* **WHAT THE EXERCISE ASKS**: Restate, word for word, all of the material shown below.

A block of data
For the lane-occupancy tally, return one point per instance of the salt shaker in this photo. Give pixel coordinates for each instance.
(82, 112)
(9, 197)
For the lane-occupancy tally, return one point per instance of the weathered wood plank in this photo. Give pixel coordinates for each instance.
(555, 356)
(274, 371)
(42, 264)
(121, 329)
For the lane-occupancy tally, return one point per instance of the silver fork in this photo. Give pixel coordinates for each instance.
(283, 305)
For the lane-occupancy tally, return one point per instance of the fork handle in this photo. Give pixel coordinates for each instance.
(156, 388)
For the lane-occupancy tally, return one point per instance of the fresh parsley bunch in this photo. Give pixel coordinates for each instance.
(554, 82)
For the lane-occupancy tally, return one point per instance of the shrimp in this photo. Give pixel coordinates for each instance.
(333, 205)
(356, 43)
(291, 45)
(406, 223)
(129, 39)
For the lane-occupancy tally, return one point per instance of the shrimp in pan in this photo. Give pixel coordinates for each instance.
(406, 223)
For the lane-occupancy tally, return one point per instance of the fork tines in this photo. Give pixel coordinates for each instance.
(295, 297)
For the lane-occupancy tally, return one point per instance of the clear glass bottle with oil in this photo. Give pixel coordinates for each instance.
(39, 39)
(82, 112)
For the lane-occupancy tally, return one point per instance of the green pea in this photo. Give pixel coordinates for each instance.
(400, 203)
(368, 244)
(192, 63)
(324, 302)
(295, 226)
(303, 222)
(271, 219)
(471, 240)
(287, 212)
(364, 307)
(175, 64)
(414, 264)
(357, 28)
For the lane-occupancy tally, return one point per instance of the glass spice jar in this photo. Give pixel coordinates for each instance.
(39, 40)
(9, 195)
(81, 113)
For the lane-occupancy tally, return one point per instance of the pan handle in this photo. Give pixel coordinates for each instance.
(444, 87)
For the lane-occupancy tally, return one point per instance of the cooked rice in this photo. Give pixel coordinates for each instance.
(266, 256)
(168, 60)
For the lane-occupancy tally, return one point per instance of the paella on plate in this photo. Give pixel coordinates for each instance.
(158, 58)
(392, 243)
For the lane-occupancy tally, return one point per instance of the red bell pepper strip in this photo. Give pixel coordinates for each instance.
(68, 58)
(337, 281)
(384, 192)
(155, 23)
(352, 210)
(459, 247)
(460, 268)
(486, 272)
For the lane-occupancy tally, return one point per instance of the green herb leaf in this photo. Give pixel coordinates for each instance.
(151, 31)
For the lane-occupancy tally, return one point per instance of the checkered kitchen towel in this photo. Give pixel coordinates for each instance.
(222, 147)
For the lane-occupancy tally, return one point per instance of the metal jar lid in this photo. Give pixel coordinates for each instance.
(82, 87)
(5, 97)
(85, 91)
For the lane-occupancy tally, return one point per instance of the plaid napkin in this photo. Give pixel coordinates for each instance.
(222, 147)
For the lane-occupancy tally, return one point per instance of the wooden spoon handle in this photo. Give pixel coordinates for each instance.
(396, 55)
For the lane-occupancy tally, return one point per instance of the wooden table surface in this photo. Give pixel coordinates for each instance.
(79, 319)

* **THE OUTPUT**:
For the lane-occupancy tally, return one point per instance of the salt shaker in this photo. Give pixel coordinates for each instance.
(82, 112)
(9, 197)
For the lane-occupancy tally, return one point per instance of the weathered wood plank in this photo. Give pixel coordinates for each instance.
(555, 356)
(274, 371)
(42, 264)
(121, 329)
For the lane-occupancy tally, return one point per instance of the silver fork in this photo. Give pixel coordinates for each instance.
(283, 305)
For the lane-occupancy tally, return one point per instance of the fork handle in this photo. Give pixel coordinates for each instance.
(156, 388)
For the lane-occupancy tally, return one point per instance of the fresh parsley bunch in this photo. Give pixel coordinates for each instance.
(554, 82)
For the lane-occupancy tally, return one point per instance of the shrimp in this photo. Give pixel coordinates for each instance.
(333, 205)
(356, 43)
(291, 45)
(406, 223)
(129, 39)
For the lane-occupancy tally, return one point per instance of the shrimp in pan in this photo. Give pixel coordinates for each instance.
(406, 223)
For the lane-occupancy tally, return one point per instance of the fork tines in this photo. Give pixel coordinates for each instance.
(295, 297)
For the lane-occupancy tally, return one point per instance of the clear glass bottle with oil in this photo. Give pixel coordinates for each instance.
(39, 39)
(82, 112)
For the lane-occupancy tally, return one point per instance of the green pea in this photo. Give pixel coordinates for each instance.
(400, 203)
(368, 244)
(192, 63)
(324, 302)
(295, 226)
(303, 222)
(271, 219)
(471, 240)
(287, 212)
(364, 307)
(175, 64)
(414, 264)
(357, 28)
For the lane-occupancy tally, return one point per instance of the glass spice jar in this photo. Give pixel coordinates for each instance.
(39, 40)
(9, 195)
(81, 113)
For the lane-occupancy tally, return one point per instance of the pan handle in this photo. Give pixel coordinates for each instance.
(444, 87)
For the lane-occupancy tally, return one point per instance of the cooked rice in this photo. Give pixel coordinates for each instance.
(266, 256)
(168, 60)
For the lane-occupancy tally, return one point per instance of the paella on plate in this photo. Give pixel coordinates for each instance.
(158, 58)
(392, 243)
For the lane-occupancy tally, return one point per instance of the red bell pepper strip in this photo. Give pixel coordinates for each instance.
(68, 58)
(337, 281)
(384, 192)
(155, 23)
(352, 210)
(459, 247)
(460, 268)
(486, 272)
For the lane-occupancy tally, return one point per instance of the green herb leaf in this photo. Give pixel coordinates for each instance.
(151, 31)
For the lane-occupancy tally, return one point per instance of the checkered kitchen towel in this photo. Give pixel coordinates for each instance.
(222, 147)
For the lane-occupancy tally, return one point per instance of the metal jar lid in this photo. Give pixel coordinates for each instance.
(82, 87)
(5, 97)
(85, 91)
For the lane-occupancy tally, return one point per instance of the plaid napkin in this photo. Give pixel coordinates for each instance.
(222, 147)
For the lane-occupancy tally, return one point per instance of the wooden spoon handle in this photo. Give pixel coordinates for each instance.
(396, 55)
For the lane-occupancy tally, return one point per instance of the wooden table surface in this photo. Give pixel coordinates for each instance.
(79, 319)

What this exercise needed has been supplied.